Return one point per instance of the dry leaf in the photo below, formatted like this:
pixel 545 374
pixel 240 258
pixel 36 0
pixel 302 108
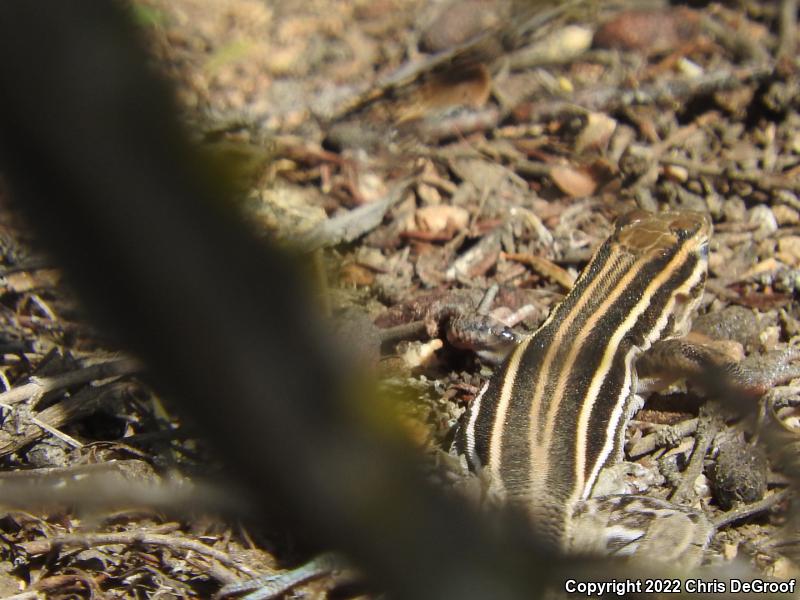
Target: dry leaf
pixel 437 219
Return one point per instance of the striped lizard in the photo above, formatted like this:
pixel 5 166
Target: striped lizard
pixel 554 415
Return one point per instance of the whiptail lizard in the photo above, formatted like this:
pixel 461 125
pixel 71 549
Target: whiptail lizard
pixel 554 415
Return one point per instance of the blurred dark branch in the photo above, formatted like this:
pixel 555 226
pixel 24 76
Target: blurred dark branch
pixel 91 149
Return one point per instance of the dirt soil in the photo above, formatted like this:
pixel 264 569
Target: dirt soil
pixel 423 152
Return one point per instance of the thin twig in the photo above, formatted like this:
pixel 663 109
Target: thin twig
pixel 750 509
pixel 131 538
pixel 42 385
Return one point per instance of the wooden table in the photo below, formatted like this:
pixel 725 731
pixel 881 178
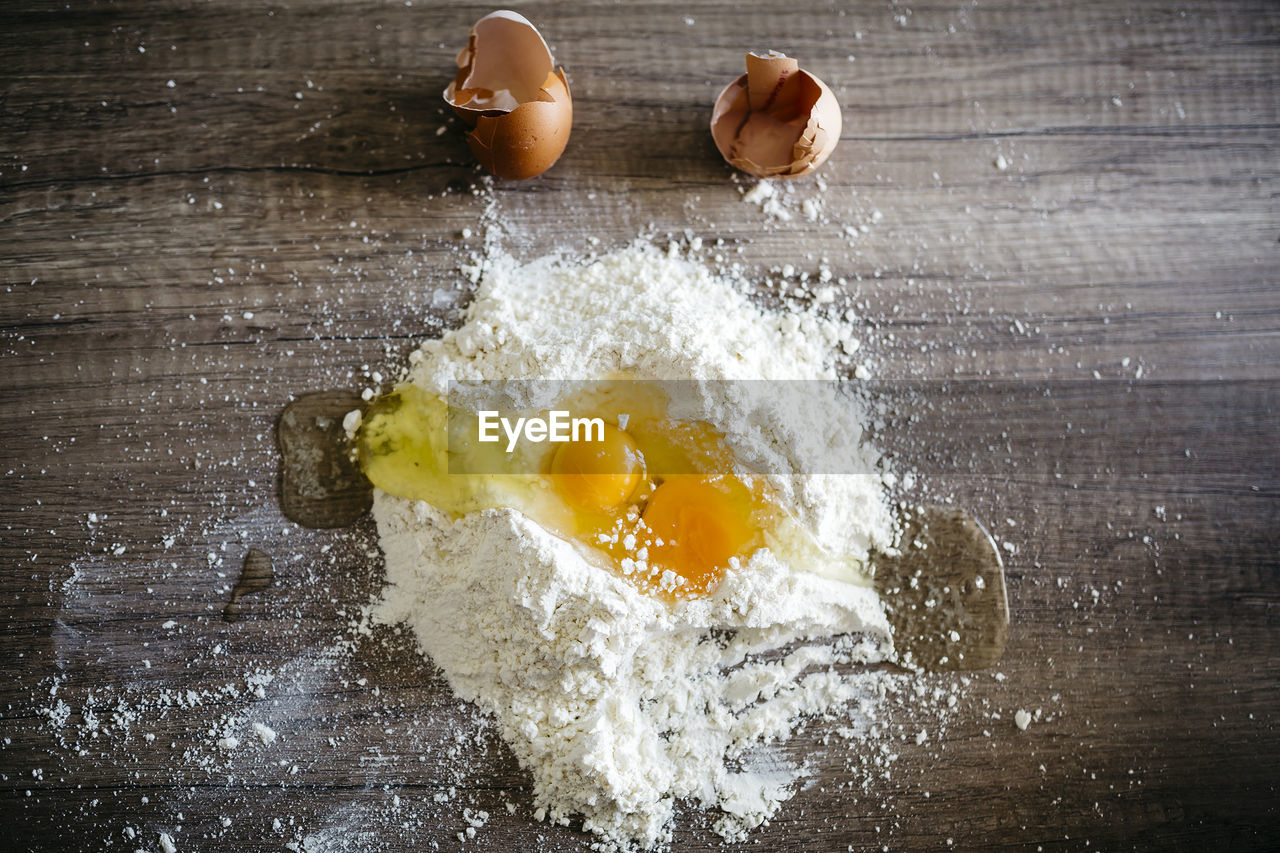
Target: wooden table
=====
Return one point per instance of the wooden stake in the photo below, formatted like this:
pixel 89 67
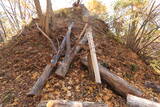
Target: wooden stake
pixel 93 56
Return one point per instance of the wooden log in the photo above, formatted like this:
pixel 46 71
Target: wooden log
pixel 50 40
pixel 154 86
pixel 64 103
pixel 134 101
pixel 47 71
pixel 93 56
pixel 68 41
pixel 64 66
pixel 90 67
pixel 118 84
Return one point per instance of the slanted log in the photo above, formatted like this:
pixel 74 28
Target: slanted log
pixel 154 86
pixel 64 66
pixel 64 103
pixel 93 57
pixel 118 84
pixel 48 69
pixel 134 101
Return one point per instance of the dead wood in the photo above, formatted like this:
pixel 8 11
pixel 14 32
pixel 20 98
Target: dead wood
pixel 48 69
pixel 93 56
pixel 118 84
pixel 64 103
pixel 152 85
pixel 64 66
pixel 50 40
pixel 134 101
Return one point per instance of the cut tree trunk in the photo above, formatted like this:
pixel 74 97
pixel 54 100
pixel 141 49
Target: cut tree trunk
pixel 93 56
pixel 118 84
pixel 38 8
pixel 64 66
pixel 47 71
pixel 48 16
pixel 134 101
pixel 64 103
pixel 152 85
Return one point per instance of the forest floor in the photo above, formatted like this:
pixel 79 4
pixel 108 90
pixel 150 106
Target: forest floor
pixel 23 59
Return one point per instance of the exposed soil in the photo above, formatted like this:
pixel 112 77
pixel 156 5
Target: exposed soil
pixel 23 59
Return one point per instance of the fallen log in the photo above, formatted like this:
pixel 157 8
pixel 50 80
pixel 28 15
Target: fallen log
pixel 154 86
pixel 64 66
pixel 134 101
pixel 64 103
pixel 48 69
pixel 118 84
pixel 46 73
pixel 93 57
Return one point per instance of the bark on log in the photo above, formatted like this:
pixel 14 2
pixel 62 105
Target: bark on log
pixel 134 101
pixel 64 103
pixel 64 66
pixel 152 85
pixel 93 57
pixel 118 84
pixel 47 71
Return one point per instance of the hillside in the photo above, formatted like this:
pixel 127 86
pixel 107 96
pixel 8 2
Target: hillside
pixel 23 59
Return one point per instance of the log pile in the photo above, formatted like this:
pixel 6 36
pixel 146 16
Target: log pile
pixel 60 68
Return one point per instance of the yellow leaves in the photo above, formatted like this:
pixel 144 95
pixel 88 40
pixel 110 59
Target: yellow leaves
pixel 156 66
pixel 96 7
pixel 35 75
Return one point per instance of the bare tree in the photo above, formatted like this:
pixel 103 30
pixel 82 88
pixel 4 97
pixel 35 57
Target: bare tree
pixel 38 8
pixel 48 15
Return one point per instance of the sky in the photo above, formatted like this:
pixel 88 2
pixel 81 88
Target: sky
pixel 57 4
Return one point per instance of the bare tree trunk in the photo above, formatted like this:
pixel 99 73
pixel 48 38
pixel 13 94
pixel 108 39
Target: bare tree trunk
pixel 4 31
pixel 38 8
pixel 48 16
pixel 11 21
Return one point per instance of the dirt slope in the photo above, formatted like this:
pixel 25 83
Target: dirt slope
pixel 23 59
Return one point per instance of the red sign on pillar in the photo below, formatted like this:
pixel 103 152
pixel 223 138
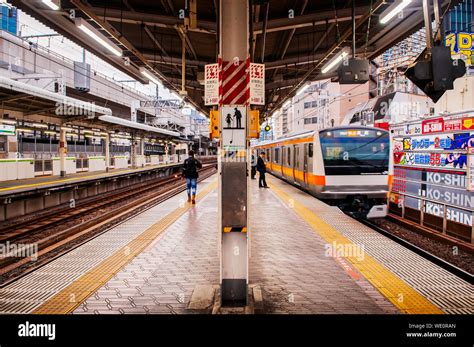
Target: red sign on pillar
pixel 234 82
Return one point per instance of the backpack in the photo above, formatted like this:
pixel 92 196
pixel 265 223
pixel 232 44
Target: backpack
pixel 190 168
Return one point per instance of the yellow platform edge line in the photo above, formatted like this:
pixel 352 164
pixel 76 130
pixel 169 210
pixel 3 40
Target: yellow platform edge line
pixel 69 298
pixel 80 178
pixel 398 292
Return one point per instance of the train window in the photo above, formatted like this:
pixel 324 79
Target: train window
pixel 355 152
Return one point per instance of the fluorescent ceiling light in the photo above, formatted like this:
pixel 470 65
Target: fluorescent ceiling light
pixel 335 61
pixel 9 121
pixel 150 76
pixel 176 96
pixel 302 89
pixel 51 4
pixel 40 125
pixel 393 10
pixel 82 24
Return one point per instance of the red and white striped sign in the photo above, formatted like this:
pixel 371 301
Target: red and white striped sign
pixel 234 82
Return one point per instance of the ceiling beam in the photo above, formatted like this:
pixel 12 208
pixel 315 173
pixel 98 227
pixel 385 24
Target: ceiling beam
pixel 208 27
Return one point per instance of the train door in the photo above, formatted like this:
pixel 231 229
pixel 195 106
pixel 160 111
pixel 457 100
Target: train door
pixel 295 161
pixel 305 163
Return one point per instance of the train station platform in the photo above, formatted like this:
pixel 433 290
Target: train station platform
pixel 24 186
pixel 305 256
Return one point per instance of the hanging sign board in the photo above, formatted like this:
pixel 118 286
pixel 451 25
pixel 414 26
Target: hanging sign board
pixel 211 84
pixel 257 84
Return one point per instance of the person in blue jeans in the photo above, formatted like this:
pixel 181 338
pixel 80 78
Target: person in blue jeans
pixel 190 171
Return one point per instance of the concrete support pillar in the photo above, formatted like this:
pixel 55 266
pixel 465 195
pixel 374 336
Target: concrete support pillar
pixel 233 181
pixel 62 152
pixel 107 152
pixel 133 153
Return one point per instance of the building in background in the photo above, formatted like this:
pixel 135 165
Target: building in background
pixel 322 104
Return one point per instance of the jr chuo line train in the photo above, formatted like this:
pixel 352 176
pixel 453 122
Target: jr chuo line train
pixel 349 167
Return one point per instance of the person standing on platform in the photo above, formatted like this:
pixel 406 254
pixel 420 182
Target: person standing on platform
=====
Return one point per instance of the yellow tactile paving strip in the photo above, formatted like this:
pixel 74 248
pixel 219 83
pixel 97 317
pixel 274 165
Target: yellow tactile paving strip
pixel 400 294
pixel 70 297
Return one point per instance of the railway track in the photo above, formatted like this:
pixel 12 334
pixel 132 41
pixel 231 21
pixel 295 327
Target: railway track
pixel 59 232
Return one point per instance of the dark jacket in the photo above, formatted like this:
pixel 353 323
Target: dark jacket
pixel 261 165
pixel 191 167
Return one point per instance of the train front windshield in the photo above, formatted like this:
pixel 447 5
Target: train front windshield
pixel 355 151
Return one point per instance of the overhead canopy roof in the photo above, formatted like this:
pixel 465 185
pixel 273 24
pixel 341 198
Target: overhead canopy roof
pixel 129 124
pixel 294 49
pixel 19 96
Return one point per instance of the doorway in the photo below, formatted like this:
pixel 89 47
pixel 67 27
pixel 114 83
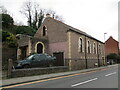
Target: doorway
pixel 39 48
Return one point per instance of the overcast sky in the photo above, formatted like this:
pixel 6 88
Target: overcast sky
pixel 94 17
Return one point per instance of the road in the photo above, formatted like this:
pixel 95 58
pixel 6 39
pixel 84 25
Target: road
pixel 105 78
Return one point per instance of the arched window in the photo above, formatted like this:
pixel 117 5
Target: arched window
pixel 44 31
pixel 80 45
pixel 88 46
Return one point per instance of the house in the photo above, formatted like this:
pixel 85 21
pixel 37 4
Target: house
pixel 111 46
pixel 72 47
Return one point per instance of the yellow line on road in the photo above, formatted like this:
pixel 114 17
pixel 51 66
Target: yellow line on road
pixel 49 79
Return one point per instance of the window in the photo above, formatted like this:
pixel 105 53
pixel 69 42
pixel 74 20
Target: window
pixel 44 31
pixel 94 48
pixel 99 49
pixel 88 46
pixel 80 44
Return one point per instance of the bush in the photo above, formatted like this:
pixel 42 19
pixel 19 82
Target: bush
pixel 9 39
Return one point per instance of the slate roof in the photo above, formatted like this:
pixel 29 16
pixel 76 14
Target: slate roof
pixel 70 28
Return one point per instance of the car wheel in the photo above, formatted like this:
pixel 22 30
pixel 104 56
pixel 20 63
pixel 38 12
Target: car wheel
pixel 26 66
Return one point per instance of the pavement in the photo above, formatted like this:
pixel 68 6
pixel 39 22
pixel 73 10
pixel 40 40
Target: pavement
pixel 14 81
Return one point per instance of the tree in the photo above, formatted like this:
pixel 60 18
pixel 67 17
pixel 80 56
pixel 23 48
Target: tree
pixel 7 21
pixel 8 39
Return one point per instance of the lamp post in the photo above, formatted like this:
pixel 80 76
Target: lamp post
=====
» **Objective**: Rewrite the listing from the line containing "Return one point per instance of the lamp" through the line containing "Target: lamp post", swapping "lamp post" for "street light" and leaving everything else unchanged.

» **Task answer**:
Return one point per instance of the street light in the photo above, formatted like this:
pixel 80 76
Target: street light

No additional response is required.